Pipes | Parallel System Tools

Pipes, another cross-program communication device, are made available in Python with the built-in os.pipe call. Pipes are unidirectional channels that work something like a shared memory buffer, but with an interface resembling a simple file on each of two ends. In typical use, one program writes data on one end of the pipe, and another reads that data on the other end. Each program only sees its end of the pipes, and processes it using normal Python file calls.

Pipes are much more within the operating system, though. For instance, calls to read a pipe will normally block the caller until data becomes available (i.e., is sent by the program on the other end), rather than returning an end-of-file indicator. Because of such properties, pipes are also a way to synchronize the execution of independent programs.

3.6.1 Anonymous Pipe Basics

Pipes come in two flavors -- anonymous and named. Named pipes (sometimes called "fifos") are represented by a file on your computer. Anonymous pipes only exist within processes, though, and are typically used in conjunction with process forks as a way to link parent and spawned child processes within an application -- parent and child converse over shared pipe file descriptors. Because named pipes are really external files, the communicating processes need not be related at all (in fact, they can be independently started programs).

Since they are more traditional, let's start with a look at anonymous pipes. To illustrate, the script in Example 3-15 uses the os.fork call to make a copy of the calling process as usual (we met forks earlier in this chapter). After forking, the original parent process and its child copy speak through the two ends of a pipe created with os.pipe prior to the fork. The os.pipe call returns a tuple of two file descriptors -- the low-level file identifiers we met earlier -- representing the input and output sides of the pipe. Because forked child processes get copies of their parents' file descriptors, writing to the pipe's output descriptor in the child sends data back to the parent on the pipe created before the child was spawned.

Example 3-15. PP2ESystemProcessespipe1.py

import os, time

def child(pipeout):
 zzz = 0
 while 1:
 time.sleep(zzz) # make parent wait
 os.write(pipeout, 'Spam %03d' % zzz) # send to parent
 zzz = (zzz+1) % 5 # goto 0 after 4
 
def parent( ):
 pipein, pipeout = os.pipe( ) # make 2-ended pipe
 if os.fork( ) == 0: # copy this process
 child(pipeout) # in copy, run child
 else: # in parent, listen to pipe
 while 1:
 line = os.read(pipein, 32) # blocks until data sent
 print 'Parent %d got "%s" at %s' % (os.getpid( ), line, time.time( ))

parent( )

If you run this program on Linux ( pipe is available on Windows today, but fork is not), the parent process waits for the child to send data on the pipe each time it calls os.read. It's almost as if the child and parent act as client and server here -- the parent starts the child and waits for it to initiate communication.[7] Just to tease, the child keeps the parent waiting one second longer between messages with time.sleep calls, until the delay has reached four seconds. When the zzz delay counter hits 005, it rolls back down to 000 and starts again:

[7] We will clarify the notions of "client" and "server" in Chapter 10. There, we'll communicate with sockets (which are very roughly like bidirectional pipes for networks), but the overall conversation model is similar. Named pipes (fifos), described later, are a better match to the client/server model, because they can be accessed by arbitrary, unrelated processes (no forks are required). But as we'll see, the socket port model is generally used by most Internet scripting protocols.

_Items_
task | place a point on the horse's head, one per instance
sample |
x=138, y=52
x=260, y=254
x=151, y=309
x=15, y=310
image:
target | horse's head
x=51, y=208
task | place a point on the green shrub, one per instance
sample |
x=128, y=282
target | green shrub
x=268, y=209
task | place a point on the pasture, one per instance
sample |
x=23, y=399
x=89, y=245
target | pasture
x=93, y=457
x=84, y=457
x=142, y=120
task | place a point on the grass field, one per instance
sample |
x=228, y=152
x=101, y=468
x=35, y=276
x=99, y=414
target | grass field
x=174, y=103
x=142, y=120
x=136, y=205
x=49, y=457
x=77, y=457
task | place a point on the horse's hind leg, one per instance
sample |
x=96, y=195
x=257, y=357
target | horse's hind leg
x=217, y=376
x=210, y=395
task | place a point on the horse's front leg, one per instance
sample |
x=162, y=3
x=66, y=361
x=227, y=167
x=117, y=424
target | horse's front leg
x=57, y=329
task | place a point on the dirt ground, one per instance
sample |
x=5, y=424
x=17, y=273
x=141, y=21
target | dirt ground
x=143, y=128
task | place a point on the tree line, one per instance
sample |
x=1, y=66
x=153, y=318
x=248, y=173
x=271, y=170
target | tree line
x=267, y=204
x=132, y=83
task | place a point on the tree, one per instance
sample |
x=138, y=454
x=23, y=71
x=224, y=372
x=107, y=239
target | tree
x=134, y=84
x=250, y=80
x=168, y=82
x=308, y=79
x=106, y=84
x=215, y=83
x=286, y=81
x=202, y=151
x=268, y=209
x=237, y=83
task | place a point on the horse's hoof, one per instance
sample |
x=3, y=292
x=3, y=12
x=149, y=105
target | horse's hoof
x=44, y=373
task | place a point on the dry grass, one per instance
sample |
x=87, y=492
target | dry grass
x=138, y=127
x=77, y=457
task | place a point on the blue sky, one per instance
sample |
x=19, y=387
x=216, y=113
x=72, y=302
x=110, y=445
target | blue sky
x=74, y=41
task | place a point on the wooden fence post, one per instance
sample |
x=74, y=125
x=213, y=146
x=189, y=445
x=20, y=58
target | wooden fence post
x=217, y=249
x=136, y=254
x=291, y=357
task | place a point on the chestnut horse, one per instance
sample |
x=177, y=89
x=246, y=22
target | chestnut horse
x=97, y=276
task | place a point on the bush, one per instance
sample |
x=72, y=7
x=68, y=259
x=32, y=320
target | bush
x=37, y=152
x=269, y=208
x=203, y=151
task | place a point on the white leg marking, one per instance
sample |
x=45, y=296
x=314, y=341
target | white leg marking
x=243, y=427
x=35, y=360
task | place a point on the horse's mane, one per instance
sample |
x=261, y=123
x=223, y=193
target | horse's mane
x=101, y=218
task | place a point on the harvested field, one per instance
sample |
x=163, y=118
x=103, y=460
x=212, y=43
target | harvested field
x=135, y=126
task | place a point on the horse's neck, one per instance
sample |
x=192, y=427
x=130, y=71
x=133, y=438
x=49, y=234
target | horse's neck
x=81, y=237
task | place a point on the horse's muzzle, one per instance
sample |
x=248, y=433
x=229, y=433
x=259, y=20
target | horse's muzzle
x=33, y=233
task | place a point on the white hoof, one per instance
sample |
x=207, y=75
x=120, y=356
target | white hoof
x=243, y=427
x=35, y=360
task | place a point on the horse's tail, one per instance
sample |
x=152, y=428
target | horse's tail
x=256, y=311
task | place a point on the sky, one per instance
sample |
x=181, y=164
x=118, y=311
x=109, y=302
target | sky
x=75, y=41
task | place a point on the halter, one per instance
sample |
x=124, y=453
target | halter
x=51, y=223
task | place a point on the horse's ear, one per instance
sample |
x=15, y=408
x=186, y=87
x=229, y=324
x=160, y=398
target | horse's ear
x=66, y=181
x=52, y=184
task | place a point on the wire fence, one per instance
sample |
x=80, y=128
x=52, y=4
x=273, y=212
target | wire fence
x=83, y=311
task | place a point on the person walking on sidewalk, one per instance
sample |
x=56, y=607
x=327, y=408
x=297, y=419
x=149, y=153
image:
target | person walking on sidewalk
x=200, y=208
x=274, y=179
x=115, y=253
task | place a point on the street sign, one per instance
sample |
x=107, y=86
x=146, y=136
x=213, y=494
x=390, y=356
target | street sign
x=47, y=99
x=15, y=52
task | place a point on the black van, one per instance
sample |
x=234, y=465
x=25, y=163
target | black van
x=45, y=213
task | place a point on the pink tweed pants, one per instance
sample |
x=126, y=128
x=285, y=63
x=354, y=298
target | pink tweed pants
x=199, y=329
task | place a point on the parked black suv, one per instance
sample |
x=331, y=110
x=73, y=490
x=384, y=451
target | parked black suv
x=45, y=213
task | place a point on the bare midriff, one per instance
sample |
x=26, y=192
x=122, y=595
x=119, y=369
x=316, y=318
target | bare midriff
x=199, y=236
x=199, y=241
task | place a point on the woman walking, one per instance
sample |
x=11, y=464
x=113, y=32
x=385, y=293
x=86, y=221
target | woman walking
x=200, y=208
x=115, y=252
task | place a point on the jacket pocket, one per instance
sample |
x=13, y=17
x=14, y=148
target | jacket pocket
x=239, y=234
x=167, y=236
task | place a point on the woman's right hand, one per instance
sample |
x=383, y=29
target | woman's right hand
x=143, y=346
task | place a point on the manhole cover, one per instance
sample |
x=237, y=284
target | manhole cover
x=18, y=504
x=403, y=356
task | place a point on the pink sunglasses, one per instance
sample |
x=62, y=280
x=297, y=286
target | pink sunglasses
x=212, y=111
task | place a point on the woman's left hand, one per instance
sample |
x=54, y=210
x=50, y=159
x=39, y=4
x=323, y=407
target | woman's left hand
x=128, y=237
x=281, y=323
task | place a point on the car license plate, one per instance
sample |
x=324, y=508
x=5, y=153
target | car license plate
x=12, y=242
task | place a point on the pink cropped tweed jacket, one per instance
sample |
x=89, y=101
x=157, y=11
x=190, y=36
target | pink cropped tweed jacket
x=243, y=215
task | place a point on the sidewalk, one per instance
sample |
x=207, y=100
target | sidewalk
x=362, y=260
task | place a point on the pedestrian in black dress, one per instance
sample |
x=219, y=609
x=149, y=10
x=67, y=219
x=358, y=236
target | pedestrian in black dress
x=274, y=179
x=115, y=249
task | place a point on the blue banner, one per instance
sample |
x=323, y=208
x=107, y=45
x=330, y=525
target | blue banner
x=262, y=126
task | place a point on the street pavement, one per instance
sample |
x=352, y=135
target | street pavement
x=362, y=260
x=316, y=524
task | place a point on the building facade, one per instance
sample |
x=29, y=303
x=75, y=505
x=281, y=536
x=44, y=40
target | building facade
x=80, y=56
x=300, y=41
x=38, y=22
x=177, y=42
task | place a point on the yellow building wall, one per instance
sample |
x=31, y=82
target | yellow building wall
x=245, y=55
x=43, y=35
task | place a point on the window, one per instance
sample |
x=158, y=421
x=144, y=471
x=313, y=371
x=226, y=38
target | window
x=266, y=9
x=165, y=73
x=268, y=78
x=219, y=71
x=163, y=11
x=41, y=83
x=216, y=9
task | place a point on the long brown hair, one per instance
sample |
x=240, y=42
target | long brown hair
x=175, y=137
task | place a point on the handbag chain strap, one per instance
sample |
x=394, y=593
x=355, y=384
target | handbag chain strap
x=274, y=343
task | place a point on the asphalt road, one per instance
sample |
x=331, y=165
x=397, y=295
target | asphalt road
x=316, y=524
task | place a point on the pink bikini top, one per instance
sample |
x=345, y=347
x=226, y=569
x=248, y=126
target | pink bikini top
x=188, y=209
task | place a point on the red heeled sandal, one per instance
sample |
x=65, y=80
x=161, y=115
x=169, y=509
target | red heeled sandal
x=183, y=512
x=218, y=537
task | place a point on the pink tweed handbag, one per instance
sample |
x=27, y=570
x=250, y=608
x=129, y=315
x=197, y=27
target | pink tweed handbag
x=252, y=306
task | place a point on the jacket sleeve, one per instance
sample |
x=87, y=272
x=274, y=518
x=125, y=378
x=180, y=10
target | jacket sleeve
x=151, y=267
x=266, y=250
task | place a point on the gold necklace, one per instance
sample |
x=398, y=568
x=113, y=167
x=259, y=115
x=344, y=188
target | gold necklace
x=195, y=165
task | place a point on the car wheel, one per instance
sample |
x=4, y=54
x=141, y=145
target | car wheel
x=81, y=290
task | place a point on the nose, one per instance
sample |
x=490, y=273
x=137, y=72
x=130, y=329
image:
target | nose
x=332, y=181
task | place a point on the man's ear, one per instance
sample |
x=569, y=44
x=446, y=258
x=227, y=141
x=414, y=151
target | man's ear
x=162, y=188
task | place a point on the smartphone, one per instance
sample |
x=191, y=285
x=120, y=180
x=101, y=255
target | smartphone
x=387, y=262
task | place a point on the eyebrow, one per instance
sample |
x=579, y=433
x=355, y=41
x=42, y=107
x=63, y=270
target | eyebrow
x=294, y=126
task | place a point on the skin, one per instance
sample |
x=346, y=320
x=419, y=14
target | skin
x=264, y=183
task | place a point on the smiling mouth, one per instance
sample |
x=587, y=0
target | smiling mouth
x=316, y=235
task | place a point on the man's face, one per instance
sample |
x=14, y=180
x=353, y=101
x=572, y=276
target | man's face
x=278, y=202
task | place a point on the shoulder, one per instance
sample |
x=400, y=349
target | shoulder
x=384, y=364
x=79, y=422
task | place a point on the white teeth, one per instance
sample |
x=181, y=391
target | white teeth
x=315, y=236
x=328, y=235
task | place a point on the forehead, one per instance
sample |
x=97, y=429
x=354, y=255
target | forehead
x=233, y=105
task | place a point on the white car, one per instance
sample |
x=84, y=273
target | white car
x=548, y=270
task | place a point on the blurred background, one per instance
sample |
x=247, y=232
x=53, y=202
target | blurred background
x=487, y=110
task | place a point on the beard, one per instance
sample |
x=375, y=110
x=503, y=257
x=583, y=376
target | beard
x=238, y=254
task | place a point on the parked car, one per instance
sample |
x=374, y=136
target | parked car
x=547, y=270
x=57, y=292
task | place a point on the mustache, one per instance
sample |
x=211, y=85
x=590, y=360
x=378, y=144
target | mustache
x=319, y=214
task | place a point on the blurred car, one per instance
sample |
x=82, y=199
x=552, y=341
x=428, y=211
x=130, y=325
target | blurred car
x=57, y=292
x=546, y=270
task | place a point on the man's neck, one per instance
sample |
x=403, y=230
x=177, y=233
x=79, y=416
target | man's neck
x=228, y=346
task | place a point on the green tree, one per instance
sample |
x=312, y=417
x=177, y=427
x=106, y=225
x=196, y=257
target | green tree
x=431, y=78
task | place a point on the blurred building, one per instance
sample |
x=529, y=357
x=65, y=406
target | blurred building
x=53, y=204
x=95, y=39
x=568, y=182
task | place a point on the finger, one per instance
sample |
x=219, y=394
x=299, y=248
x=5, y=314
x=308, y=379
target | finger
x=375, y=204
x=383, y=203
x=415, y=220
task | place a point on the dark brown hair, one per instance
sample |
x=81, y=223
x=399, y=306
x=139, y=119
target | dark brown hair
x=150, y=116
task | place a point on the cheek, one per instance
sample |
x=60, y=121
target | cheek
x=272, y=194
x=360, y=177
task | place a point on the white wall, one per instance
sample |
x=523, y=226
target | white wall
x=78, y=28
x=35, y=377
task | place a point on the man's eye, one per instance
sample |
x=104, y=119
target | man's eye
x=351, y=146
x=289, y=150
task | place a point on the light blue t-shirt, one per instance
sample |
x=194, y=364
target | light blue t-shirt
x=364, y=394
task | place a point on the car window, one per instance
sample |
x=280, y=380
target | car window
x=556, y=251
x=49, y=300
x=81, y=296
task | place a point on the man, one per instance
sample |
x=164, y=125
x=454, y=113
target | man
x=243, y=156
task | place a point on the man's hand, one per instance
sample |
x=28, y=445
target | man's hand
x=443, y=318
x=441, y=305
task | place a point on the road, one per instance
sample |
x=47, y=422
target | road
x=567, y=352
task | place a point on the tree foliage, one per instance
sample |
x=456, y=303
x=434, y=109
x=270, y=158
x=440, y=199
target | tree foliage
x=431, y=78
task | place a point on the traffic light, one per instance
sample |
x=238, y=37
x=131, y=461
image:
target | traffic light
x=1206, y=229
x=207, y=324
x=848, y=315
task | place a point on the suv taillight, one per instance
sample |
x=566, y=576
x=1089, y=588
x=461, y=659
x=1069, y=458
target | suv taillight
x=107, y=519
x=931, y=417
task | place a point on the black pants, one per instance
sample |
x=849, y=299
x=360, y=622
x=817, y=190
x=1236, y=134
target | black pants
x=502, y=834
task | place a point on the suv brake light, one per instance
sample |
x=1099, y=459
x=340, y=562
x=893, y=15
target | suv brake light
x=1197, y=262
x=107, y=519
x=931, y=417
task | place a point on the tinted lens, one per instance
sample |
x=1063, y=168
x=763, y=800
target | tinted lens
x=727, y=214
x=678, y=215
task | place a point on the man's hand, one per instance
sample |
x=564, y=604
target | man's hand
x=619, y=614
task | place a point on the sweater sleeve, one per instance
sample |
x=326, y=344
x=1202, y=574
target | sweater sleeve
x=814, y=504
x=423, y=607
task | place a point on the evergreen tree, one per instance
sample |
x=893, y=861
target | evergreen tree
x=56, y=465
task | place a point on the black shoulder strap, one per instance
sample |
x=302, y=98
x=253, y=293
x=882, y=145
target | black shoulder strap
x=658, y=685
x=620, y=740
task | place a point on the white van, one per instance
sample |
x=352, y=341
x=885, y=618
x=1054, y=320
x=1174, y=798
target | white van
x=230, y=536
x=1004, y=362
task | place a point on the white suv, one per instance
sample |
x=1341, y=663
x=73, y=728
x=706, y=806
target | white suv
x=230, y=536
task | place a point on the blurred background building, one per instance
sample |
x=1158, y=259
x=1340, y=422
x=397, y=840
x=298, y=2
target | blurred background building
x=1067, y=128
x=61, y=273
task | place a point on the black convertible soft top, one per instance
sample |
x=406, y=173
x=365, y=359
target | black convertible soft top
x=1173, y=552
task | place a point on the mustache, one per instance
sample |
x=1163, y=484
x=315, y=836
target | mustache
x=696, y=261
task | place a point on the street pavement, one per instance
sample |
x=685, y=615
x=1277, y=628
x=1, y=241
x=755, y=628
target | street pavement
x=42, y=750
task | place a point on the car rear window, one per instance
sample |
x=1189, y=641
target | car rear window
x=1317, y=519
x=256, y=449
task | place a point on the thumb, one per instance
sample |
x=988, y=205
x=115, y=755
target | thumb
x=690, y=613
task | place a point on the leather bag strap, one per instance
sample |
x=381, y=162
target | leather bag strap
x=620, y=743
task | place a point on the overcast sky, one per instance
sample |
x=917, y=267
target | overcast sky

_Requirement_
How would you sum up the text on Python pipes in two sentences?

_Result of the task_
Python's os.pipe call provides pipes, which are unidirectional channels with a file-like interface at each end: one program writes data on one end, another reads it on the other, and reads normally block until data arrives, which also lets pipes synchronize independent programs. Pipes are either named, represented by a file so unrelated programs can use them, or anonymous, existing only within processes and typically linking a parent and a forked child, as in an example script where the child writes messages to a pipe created before the fork while the parent waits to read them.